▶ _Task directions_: Each entry that follows is to be retyped exactly. Pictures do not belong in the copy.
=== Section Start ===
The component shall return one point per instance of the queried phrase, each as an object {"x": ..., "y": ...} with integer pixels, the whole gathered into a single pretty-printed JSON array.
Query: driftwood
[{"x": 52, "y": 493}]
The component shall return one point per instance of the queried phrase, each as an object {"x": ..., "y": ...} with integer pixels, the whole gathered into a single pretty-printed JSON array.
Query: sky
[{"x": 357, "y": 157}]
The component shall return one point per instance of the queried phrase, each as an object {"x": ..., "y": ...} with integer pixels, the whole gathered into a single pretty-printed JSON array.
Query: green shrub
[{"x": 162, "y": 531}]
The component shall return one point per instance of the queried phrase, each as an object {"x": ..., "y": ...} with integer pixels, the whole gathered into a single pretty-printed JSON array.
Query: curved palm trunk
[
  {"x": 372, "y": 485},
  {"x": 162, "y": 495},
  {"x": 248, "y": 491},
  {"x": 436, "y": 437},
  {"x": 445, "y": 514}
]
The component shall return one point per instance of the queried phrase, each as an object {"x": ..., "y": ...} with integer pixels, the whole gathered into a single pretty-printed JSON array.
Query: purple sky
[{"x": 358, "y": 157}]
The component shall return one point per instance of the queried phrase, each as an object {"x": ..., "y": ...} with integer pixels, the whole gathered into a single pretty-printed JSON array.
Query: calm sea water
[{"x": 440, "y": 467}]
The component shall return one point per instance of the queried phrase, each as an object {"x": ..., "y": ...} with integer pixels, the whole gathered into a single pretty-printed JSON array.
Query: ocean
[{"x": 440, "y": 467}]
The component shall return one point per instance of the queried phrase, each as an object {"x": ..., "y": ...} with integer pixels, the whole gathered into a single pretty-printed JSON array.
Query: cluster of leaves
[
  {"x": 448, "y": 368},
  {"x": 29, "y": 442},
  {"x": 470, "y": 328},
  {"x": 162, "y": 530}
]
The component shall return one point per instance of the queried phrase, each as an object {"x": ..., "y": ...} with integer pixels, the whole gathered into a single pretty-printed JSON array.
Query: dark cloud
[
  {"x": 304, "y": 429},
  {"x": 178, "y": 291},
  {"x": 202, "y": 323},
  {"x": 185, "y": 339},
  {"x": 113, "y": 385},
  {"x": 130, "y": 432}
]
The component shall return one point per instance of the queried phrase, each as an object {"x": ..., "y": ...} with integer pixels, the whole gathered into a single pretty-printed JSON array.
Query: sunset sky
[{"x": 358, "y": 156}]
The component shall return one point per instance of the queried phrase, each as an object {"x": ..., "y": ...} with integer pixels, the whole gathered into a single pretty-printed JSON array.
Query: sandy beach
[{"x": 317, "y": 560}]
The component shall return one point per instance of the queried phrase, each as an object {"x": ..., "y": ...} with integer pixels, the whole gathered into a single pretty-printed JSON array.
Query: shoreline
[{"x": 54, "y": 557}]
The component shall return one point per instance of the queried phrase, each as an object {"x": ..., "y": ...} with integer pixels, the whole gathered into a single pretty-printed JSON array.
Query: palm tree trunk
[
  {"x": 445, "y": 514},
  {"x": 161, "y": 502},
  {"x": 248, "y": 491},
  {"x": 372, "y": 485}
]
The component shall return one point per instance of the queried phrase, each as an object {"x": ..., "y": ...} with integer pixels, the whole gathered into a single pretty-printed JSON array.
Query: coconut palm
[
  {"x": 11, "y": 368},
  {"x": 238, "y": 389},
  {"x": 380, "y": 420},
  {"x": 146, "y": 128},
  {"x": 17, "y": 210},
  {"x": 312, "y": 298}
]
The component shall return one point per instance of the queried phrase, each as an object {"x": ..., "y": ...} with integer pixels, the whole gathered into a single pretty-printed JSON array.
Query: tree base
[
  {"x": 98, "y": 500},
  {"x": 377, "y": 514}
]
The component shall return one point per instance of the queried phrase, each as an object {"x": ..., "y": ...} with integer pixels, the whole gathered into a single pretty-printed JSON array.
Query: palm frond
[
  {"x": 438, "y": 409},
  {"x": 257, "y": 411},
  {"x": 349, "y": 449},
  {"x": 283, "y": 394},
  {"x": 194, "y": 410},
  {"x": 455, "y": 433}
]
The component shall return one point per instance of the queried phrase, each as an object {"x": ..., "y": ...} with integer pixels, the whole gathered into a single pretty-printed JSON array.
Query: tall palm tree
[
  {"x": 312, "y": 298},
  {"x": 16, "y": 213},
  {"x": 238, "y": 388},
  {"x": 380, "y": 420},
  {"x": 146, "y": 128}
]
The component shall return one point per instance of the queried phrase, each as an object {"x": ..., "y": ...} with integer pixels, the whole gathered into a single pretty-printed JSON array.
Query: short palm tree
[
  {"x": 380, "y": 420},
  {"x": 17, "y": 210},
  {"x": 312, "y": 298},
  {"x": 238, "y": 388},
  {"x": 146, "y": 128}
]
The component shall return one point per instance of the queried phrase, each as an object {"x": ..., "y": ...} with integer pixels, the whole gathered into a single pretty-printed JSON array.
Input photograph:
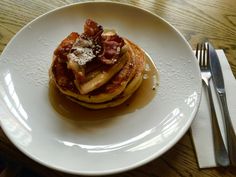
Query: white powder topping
[
  {"x": 81, "y": 55},
  {"x": 82, "y": 51},
  {"x": 154, "y": 81}
]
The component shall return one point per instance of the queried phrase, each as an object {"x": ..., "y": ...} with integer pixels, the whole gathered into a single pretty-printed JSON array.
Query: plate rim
[{"x": 180, "y": 134}]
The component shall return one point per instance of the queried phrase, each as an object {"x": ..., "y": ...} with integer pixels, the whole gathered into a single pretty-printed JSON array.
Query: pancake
[{"x": 104, "y": 85}]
=== Section End ===
▶ _Task solution_:
The component shall return one point per instance of the queried phrase, each as an object {"x": ..., "y": ...} with integer pixels, the whole gathered into a single pretty-printed JSON array.
Query: driftwood
[{"x": 52, "y": 493}]
The component shall return one point per instance of the queried phrase, each as an object {"x": ..., "y": ...} with integer pixels, the whole gathered into a single pretty-printed JSON array.
Query: sky
[{"x": 357, "y": 157}]
The component shall return one point per instance of the queried phrase, each as an object {"x": ..., "y": ...} with integer pixels, the whole gathered into a single pretty-printed JSON array.
Query: green shrub
[{"x": 162, "y": 531}]
The component shall return one point per instance of the queried phrase, each as an object {"x": ..., "y": ...} with integer pixels, the whole gathered into a single pretty-printed JSON array.
Query: curved palm trunk
[
  {"x": 372, "y": 485},
  {"x": 162, "y": 495},
  {"x": 248, "y": 491},
  {"x": 436, "y": 437},
  {"x": 445, "y": 514}
]
The component shall return one point per instance of the queried phrase, each as an object {"x": ..., "y": ...} with integer pixels, the whole gathered into a single pretty-printed JSON array.
Query: purple sky
[{"x": 358, "y": 157}]
The component shall return one point per instance of the queried phrase, each as an object {"x": ..., "y": ...} with integer pixels, the whole gathered into a single pretty-printed JSON array.
Query: calm sea water
[{"x": 440, "y": 467}]
The component shall return one point per instance of the queried phrase, each as an object {"x": ..., "y": ...} with integer pixels, the whole gathered into a single pretty-printed JSON array.
Query: ocean
[{"x": 440, "y": 467}]
The component shall return one point per instance of the queried phrase, each as an object {"x": ..., "y": ...} with integer pixels, the whole gathered into a single pretty-printed JSON array.
Query: cluster of leaves
[
  {"x": 448, "y": 368},
  {"x": 29, "y": 442},
  {"x": 470, "y": 328},
  {"x": 162, "y": 530}
]
The component shall return one point per instance of the queried phrase, each as an object {"x": ..., "y": ...} with integer pixels, the whole gathered into a single pretty-printed JSON array.
Query: dark cloud
[
  {"x": 304, "y": 429},
  {"x": 178, "y": 291},
  {"x": 202, "y": 323},
  {"x": 185, "y": 339},
  {"x": 113, "y": 385},
  {"x": 130, "y": 432}
]
The component shall return one point per instance of the queried phrase, each as an object {"x": ..., "y": ...} with integer pixels, the whole gathered into a single pretty-printed JSON array.
Query: sunset sky
[{"x": 358, "y": 156}]
The component shall return one point per instance of the queried phrase, each as an object {"x": ..., "y": ...} with integer pixels, the whole gathered into a single pretty-printed JSON array.
Query: sandy beach
[{"x": 317, "y": 560}]
The component shall return one point per instance of the queried phrase, each as an object {"x": ..., "y": ...} with integer pixels, the whole gathered into a single pretty-printed JSON array.
Query: shoreline
[{"x": 54, "y": 557}]
The component shall return one point per instance of the queried phrase, each as an object {"x": ..., "y": ...} with integer pixels, the whole gathered into a single pretty-printed JSON array.
Query: palm tree trunk
[
  {"x": 445, "y": 514},
  {"x": 161, "y": 502},
  {"x": 248, "y": 491},
  {"x": 372, "y": 485}
]
The component shall return one point per instance of the queried phrase, each as an object {"x": ..., "y": ...} with integer pixels, the whole gathered into a single pretty-printed JSON array.
Query: coconut palm
[
  {"x": 11, "y": 368},
  {"x": 238, "y": 389},
  {"x": 380, "y": 420},
  {"x": 146, "y": 128},
  {"x": 17, "y": 210},
  {"x": 312, "y": 298}
]
The component shall return one point per instance of the queried phrase, each as an object {"x": ..., "y": ...} with integer pixels, the whole gathered into a single pretty-printed JSON array.
Query: tree base
[
  {"x": 98, "y": 500},
  {"x": 377, "y": 514}
]
The component shall return one point per instance of the queried phrase, each as an object {"x": ..., "y": ...} with integer pixels, the whole gathered into a single pretty-printed JSON array.
Query: palm frond
[
  {"x": 438, "y": 409},
  {"x": 257, "y": 411},
  {"x": 349, "y": 449},
  {"x": 283, "y": 394},
  {"x": 194, "y": 410},
  {"x": 455, "y": 433}
]
The component shall return one point per instance of the queried phrase, each as an object {"x": ..., "y": ...} with integer pixels, the whole gathered into a single pretty-printed JSON array.
Query: tall palm tree
[
  {"x": 312, "y": 298},
  {"x": 16, "y": 213},
  {"x": 238, "y": 388},
  {"x": 380, "y": 420},
  {"x": 146, "y": 128}
]
The component shall return one point per instance of the queried phrase, each as an object {"x": ..., "y": ...} with integer pixels, the whole gathered into a single pretty-printed JSON array.
Query: short palm tree
[
  {"x": 380, "y": 420},
  {"x": 17, "y": 210},
  {"x": 312, "y": 298},
  {"x": 238, "y": 388},
  {"x": 146, "y": 128}
]
The component shall return one point per instance of the queried phrase, each as an object {"x": ..., "y": ...} with integer pixels, the whole gathered into a single pretty-printed JSON array.
Input photograph:
Query: white powder topping
[
  {"x": 81, "y": 55},
  {"x": 82, "y": 51},
  {"x": 154, "y": 81}
]
The component shall return one point per instance of the queried phrase, each as an object {"x": ..., "y": ...} with integer pixels, the whole gathered into a single pretty-printed JSON array.
Query: plate rim
[{"x": 180, "y": 134}]
The component shall return one point per instance of the queried phrase, each as an object {"x": ..., "y": ...} with integer pixels, the whole gathered into a single pretty-printed JSON array.
Query: pancake
[{"x": 104, "y": 85}]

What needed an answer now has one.